* Exercise prompt *
Where the word "instance" appears in a line of the entries below, count that line and give the total alone.

* Data extract *
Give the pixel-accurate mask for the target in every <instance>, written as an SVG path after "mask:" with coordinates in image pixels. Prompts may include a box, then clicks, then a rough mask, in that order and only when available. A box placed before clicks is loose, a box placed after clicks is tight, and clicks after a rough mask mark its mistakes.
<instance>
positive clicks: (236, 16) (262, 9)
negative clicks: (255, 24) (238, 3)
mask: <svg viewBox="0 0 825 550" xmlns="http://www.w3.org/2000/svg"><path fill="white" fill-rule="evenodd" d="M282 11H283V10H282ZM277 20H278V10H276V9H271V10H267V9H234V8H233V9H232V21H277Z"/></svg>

* Exercise answer *
2